Entries shown>
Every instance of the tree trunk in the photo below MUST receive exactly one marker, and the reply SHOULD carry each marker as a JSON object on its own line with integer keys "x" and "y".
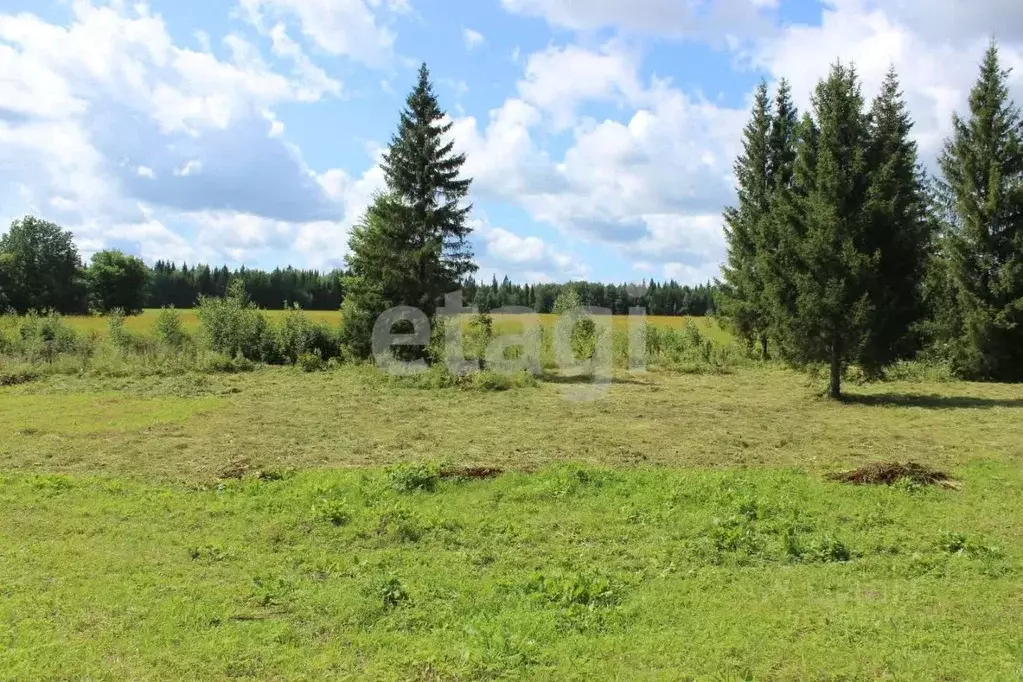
{"x": 835, "y": 388}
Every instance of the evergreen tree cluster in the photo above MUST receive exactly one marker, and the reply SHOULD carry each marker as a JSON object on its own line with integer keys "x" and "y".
{"x": 842, "y": 251}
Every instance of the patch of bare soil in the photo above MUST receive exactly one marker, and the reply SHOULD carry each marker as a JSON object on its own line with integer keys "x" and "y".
{"x": 886, "y": 473}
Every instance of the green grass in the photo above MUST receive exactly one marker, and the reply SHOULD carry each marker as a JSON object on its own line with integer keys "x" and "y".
{"x": 679, "y": 528}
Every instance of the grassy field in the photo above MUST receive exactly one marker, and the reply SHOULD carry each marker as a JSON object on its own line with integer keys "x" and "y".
{"x": 262, "y": 526}
{"x": 143, "y": 322}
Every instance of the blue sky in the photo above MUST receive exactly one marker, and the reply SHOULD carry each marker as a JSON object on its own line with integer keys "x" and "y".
{"x": 601, "y": 134}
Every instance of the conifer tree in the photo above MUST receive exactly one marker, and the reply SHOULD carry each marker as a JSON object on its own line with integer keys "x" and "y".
{"x": 982, "y": 190}
{"x": 741, "y": 298}
{"x": 897, "y": 230}
{"x": 819, "y": 285}
{"x": 411, "y": 247}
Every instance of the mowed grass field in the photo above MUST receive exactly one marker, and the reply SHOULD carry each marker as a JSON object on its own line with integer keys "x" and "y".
{"x": 254, "y": 527}
{"x": 143, "y": 323}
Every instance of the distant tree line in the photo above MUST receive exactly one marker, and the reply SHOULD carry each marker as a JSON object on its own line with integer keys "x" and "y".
{"x": 843, "y": 251}
{"x": 659, "y": 299}
{"x": 41, "y": 269}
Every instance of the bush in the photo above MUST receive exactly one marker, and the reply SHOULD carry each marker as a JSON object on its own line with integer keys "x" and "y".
{"x": 168, "y": 328}
{"x": 298, "y": 335}
{"x": 42, "y": 337}
{"x": 124, "y": 341}
{"x": 310, "y": 362}
{"x": 412, "y": 476}
{"x": 234, "y": 326}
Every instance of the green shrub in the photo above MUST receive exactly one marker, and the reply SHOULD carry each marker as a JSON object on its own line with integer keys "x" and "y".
{"x": 392, "y": 593}
{"x": 477, "y": 336}
{"x": 169, "y": 329}
{"x": 334, "y": 511}
{"x": 234, "y": 326}
{"x": 298, "y": 335}
{"x": 43, "y": 337}
{"x": 12, "y": 375}
{"x": 124, "y": 341}
{"x": 310, "y": 362}
{"x": 413, "y": 476}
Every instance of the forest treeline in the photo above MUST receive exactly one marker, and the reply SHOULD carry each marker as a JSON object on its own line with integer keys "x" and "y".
{"x": 844, "y": 251}
{"x": 40, "y": 269}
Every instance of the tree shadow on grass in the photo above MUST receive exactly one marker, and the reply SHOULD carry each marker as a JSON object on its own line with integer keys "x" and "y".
{"x": 931, "y": 401}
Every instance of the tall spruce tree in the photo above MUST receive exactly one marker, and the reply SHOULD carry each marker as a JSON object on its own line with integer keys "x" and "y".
{"x": 411, "y": 247}
{"x": 897, "y": 230}
{"x": 741, "y": 298}
{"x": 982, "y": 190}
{"x": 818, "y": 288}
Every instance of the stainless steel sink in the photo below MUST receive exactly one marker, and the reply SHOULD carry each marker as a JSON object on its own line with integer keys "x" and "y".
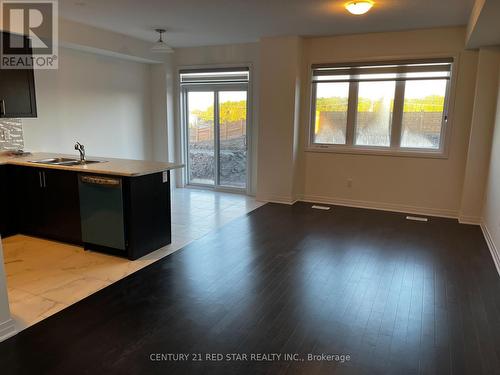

What you should do> Everything in the listing, except its images, should be set down exactly.

Solution to this exercise>
Every instance of the tree trunk in the photo below MUST receive exactly one marker, and the reply SHOULD carry each marker as a JSON object on its own line with integer keys "x" and "y".
{"x": 835, "y": 388}
Every instance of the evergreen tree cluster in the photo above MUST receive exactly one marker, and the reply SHOULD carry each marker as a JSON object on its own line with integer keys "x" and "y".
{"x": 842, "y": 251}
Every instance of the patch of bare soil in the photo above MUST receive exactly one marker, and the reply SHOULD carry each marker as a JSON object on its own line with integer keys "x" and "y".
{"x": 886, "y": 473}
Every instance of the green grass in the photo above MUST receive exactly one marker, and the reply SHOULD carry each marker as a JSON object on its own line with integer keys "x" and "y".
{"x": 679, "y": 528}
Every instance of the grassy field in the photo above MUST receive exactly one marker, and the reply SHOULD carry each marker as a JSON object on its own line with integer keys "x" and "y".
{"x": 262, "y": 526}
{"x": 143, "y": 322}
Every instance of the blue sky in the photo above MUST receive exactly one marker, and the reply SHOULD carry each marker as a JSON object on its own line with integer keys "x" and "y".
{"x": 601, "y": 134}
Every instance of the conifer tree in the photo above MUST receive exactly one marker, and the reply SHOULD carry each marker as a JSON object on its own line with integer keys "x" and "y".
{"x": 982, "y": 190}
{"x": 741, "y": 298}
{"x": 897, "y": 230}
{"x": 819, "y": 285}
{"x": 411, "y": 247}
Every instance of the mowed grass field in the photo above MUST receive exactly one marker, and the reply SHOULD carry each marker as a JSON object on its own line with integer keys "x" and "y".
{"x": 254, "y": 527}
{"x": 143, "y": 323}
Every instance of the distant tree line in the photo above MUST receive exactly one marker, and the reply SHOULD carry each marker as a JSON object on its own line with integer keys "x" and "y".
{"x": 843, "y": 251}
{"x": 659, "y": 299}
{"x": 41, "y": 269}
Every instance of the bush in the photo above MUST receive exactly one marker, and the reply SHOULD carry each marker as a JSON object on its own line with integer keys "x" and "y".
{"x": 168, "y": 328}
{"x": 298, "y": 335}
{"x": 42, "y": 337}
{"x": 124, "y": 341}
{"x": 310, "y": 362}
{"x": 412, "y": 476}
{"x": 234, "y": 326}
Every instance of the green shrub in the photo above MUST receive exactly one marker, and the reply SHOULD carry each marker as a JSON object on its own line with integer keys "x" and "y".
{"x": 392, "y": 593}
{"x": 477, "y": 336}
{"x": 169, "y": 329}
{"x": 334, "y": 511}
{"x": 234, "y": 326}
{"x": 298, "y": 335}
{"x": 43, "y": 337}
{"x": 12, "y": 375}
{"x": 124, "y": 341}
{"x": 310, "y": 362}
{"x": 413, "y": 476}
Every instance of the forest treeline in the photo above MUST receive exactly one marker, and the reply SHOULD carry each marker as a JSON object on its own line with integer keys "x" and "y".
{"x": 844, "y": 251}
{"x": 40, "y": 269}
Every instance of the tree shadow on grass in the photo above MUST receive exactly one marker, and the reply SHOULD carry each marker as a JSON object on its own line with integer keys "x" and "y".
{"x": 931, "y": 401}
Every instance of the tall spruce tree in the photo above MUST receive exactly one marker, and the reply SHOULD carry each marker as a JSON object on its own line with integer keys "x" and "y".
{"x": 411, "y": 247}
{"x": 897, "y": 230}
{"x": 741, "y": 298}
{"x": 982, "y": 190}
{"x": 818, "y": 288}
Every instance of the stainless steel sink in the photo below MUST receive exactly one marker, and the reply SHOULD carry each marker as a JSON object on its own line with integer keys "x" and "y".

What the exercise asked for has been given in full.